Aim >> Convert every line of the data below into a Markdown table with two columns, Row and Line. Put the row number in Row and the line in Line, and leave out blank lines.

Extracted information >>
— Begin —
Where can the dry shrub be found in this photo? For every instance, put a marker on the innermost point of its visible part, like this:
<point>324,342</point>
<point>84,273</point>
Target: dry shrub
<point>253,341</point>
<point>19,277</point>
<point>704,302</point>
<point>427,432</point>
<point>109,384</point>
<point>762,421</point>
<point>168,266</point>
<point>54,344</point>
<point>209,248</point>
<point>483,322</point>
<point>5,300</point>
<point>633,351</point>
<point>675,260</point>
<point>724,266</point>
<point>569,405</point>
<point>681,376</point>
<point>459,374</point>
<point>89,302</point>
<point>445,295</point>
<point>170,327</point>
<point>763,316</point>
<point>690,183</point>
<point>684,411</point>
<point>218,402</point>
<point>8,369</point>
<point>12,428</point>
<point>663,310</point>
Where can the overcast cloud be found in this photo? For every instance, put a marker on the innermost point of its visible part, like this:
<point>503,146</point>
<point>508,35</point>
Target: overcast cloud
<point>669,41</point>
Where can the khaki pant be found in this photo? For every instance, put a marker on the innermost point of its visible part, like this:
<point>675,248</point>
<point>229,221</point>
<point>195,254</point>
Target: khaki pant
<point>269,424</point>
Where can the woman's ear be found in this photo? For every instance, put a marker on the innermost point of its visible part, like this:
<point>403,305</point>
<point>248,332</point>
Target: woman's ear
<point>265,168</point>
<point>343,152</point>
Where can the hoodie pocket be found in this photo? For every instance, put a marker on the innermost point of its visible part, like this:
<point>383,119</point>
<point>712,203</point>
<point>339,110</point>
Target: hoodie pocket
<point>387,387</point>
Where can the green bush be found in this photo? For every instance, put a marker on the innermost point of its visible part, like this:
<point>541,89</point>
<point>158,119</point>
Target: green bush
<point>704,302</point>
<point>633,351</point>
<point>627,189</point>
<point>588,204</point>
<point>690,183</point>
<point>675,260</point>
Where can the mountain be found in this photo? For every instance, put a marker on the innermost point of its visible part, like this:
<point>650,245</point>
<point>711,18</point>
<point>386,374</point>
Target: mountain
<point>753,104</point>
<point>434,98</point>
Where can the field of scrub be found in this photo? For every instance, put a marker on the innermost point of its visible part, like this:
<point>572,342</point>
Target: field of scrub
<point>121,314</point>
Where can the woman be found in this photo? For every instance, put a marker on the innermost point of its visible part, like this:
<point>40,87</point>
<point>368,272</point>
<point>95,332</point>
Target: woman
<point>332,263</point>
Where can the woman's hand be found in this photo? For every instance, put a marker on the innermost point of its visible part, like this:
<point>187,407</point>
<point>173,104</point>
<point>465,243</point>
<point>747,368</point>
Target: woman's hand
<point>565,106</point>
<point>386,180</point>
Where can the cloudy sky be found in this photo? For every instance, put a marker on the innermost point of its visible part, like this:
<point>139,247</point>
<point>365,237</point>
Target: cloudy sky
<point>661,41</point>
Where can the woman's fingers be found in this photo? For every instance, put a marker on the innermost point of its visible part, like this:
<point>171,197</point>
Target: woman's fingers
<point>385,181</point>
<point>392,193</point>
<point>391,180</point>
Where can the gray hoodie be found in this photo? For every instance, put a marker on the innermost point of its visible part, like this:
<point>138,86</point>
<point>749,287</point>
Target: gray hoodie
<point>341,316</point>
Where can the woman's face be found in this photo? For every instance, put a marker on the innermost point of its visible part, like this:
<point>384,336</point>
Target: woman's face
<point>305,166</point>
— End —
Written answer >>
| Row | Line |
|---|---|
| 1 | Where can the dry shrub be found in this photo? For every instance, put a marker on the innermost point of its visible part, like this: |
| 2 | <point>324,342</point> |
| 3 | <point>84,273</point> |
| 4 | Target: dry shrub |
| 5 | <point>253,341</point> |
| 6 | <point>19,277</point> |
| 7 | <point>704,302</point> |
| 8 | <point>427,432</point> |
| 9 | <point>109,384</point> |
| 10 | <point>762,421</point> |
| 11 | <point>168,266</point> |
| 12 | <point>54,344</point> |
| 13 | <point>209,248</point> |
| 14 | <point>483,322</point> |
| 15 | <point>5,300</point> |
| 16 | <point>633,351</point> |
| 17 | <point>675,260</point> |
| 18 | <point>724,266</point> |
| 19 | <point>569,405</point> |
| 20 | <point>681,376</point> |
| 21 | <point>459,374</point> |
| 22 | <point>89,302</point> |
| 23 | <point>445,295</point> |
| 24 | <point>170,327</point> |
| 25 | <point>763,316</point> |
| 26 | <point>690,183</point> |
| 27 | <point>684,411</point> |
| 28 | <point>218,402</point> |
| 29 | <point>8,369</point> |
| 30 | <point>12,428</point> |
| 31 | <point>663,310</point> |
| 32 | Where can the overcast cloud be found in this photo? For every instance, put a marker on the innermost point of its visible part, like this: |
| 33 | <point>503,146</point> |
| 34 | <point>508,35</point> |
| 35 | Target: overcast cloud |
| 36 | <point>669,41</point> |
| 37 | Where can the khaki pant be found in this photo? For every instance, put a marker on the innermost point of its visible part, like this: |
| 38 | <point>675,248</point> |
| 39 | <point>229,221</point> |
| 40 | <point>195,254</point> |
| 41 | Target: khaki pant |
| 42 | <point>269,424</point> |
| 43 | Where can the woman's ear be found in this photo? For every instance, put a marker on the innermost point of its visible part, like this: |
| 44 | <point>403,305</point> |
| 45 | <point>248,332</point> |
| 46 | Target: woman's ear |
| 47 | <point>265,168</point> |
| 48 | <point>343,152</point> |
| 49 | Where can the hoodie pocket be found in this photo? For every instance, put a marker on the innermost point of its visible part, like this: |
| 50 | <point>383,119</point> |
| 51 | <point>712,203</point> |
| 52 | <point>339,110</point> |
| 53 | Target: hoodie pocket |
| 54 | <point>387,387</point> |
| 55 | Where can the green bush be found in this photo? For every instance, put a marker on the innermost point of its visible part, like this: |
| 56 | <point>541,89</point> |
| 57 | <point>158,119</point> |
| 58 | Target: green bush |
| 59 | <point>704,302</point> |
| 60 | <point>633,351</point> |
| 61 | <point>627,189</point> |
| 62 | <point>588,204</point> |
| 63 | <point>690,183</point> |
| 64 | <point>675,260</point> |
| 65 | Where can the mountain be found in this photo? For every instance, put a marker on the innermost point of its visible part, like this: |
| 66 | <point>650,245</point> |
| 67 | <point>711,18</point> |
| 68 | <point>386,374</point> |
| 69 | Target: mountain |
| 70 | <point>753,104</point> |
| 71 | <point>434,98</point> |
| 72 | Where can the field of scrub be found in this photo? For every instance, put a marker on the innermost point of its visible part, like this: |
| 73 | <point>572,342</point> |
| 74 | Target: field of scrub |
| 75 | <point>121,314</point> |
| 76 | Where can the woman be found in this photo? For every instance, put a marker on the innermost point of its visible part, like this: |
| 77 | <point>40,87</point> |
| 78 | <point>368,272</point> |
| 79 | <point>95,332</point> |
| 80 | Target: woman |
| 81 | <point>332,263</point> |
| 82 | Where can the woman's hand be found in this photo? For every instance, put a marker on the innermost point of its visible part, like this: |
| 83 | <point>187,407</point> |
| 84 | <point>173,104</point> |
| 85 | <point>465,243</point> |
| 86 | <point>747,368</point> |
| 87 | Target: woman's hand |
| 88 | <point>565,106</point> |
| 89 | <point>386,180</point> |
| 90 | Where can the cloudy sky be found in this photo? For every instance, put a marker on the innermost point of its visible part, like this: |
| 91 | <point>139,247</point> |
| 92 | <point>365,237</point> |
| 93 | Target: cloudy sky |
| 94 | <point>661,41</point> |
| 95 | Where can the woman's fingers be found in this photo? For every instance, put a marker on the innermost point of its visible part, like this: |
| 96 | <point>171,197</point> |
| 97 | Target: woman's fingers |
| 98 | <point>385,181</point> |
| 99 | <point>392,193</point> |
| 100 | <point>391,180</point> |
| 101 | Where can the gray hoodie be found in this photo? For every instance, put a marker on the innermost point of its visible part, like this: |
| 102 | <point>138,86</point> |
| 103 | <point>749,287</point> |
| 104 | Target: gray hoodie |
| 105 | <point>341,316</point> |
| 106 | Where can the woman's face be found in this photo? For every instance, put a marker on the innermost point of its visible part, like this: |
| 107 | <point>384,336</point> |
| 108 | Target: woman's face |
| 109 | <point>305,166</point> |